* start Information shown *

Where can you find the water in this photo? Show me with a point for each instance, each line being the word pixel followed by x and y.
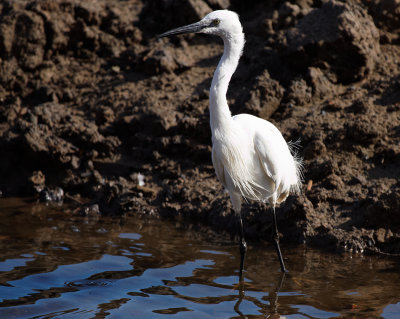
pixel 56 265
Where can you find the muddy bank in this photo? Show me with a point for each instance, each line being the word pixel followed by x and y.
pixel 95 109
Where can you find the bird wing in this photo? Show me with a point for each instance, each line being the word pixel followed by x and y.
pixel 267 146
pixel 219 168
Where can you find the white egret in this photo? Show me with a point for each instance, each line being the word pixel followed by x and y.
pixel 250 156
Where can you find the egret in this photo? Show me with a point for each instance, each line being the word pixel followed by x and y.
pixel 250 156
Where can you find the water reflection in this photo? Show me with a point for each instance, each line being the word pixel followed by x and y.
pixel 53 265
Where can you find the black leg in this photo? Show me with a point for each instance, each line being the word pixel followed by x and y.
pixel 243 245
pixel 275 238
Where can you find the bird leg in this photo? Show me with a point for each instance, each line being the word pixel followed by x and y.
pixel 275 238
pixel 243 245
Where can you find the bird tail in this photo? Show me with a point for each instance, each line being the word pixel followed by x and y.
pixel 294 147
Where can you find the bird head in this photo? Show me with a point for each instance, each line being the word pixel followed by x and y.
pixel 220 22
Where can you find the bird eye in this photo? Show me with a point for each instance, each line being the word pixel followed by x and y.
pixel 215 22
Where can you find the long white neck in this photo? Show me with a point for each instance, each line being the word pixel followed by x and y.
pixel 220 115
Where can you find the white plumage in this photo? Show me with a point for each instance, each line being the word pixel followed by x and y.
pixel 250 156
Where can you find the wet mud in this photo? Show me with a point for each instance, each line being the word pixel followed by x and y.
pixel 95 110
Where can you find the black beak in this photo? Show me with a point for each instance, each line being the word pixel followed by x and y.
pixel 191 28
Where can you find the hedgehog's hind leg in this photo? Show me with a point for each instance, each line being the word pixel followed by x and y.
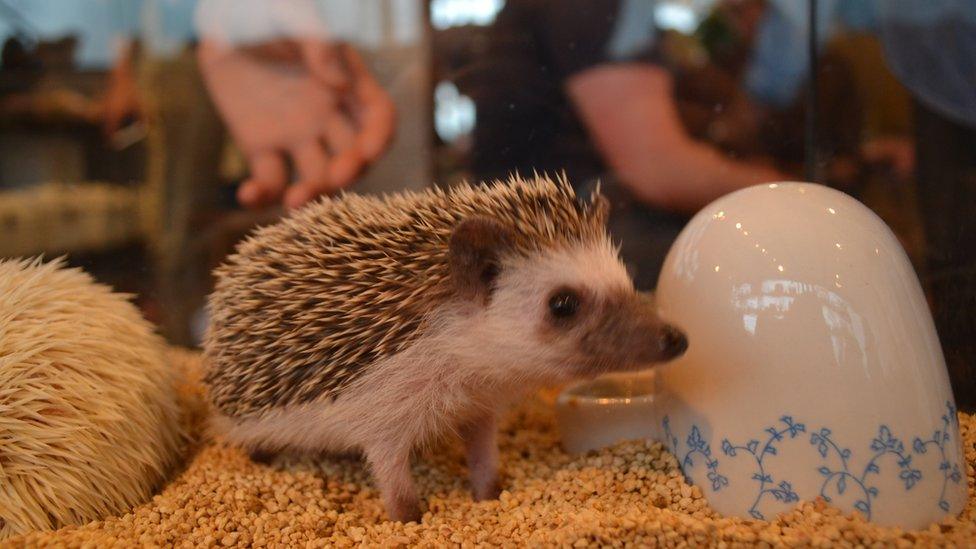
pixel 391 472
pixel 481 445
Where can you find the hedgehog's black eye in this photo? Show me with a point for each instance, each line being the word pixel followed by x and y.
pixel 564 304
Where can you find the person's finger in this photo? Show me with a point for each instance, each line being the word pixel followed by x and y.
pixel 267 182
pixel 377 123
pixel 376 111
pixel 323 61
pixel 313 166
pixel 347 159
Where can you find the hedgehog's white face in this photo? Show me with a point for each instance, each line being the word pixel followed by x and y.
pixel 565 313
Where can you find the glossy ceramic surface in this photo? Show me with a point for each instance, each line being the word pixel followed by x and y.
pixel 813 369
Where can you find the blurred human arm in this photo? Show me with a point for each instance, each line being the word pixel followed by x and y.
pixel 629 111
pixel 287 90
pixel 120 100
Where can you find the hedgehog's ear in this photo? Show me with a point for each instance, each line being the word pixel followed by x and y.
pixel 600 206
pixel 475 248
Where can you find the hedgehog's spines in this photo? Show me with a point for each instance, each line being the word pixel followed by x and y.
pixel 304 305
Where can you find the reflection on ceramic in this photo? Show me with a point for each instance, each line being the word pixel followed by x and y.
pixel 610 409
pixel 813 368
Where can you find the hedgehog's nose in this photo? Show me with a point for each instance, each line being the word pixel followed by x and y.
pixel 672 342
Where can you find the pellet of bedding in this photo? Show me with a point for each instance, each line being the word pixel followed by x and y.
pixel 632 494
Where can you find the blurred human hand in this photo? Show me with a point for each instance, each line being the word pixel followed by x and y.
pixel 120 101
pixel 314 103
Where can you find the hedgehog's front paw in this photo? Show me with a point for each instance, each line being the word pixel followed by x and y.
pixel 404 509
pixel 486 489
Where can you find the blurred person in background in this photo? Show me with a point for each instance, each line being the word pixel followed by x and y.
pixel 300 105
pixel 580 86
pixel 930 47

* end Information shown *

Work to complete:
Put the rows between the lines holding "Where can you find the egret" and "pixel 53 265", inclusive, into a two-column CSV with the header names text and answer. Give one CSV line per row, enclose each field in quotes, and replace any line breaks inside a field with spaces.

Task result:
text,answer
"Where can you find the egret in this photo? Show me with a point for each instance, each line being the word pixel followed by x and y.","pixel 250 156"
"Where can you find the water reflection in this photo? Show me with a point for each instance, each line being the word pixel followed by x and y.","pixel 53 265"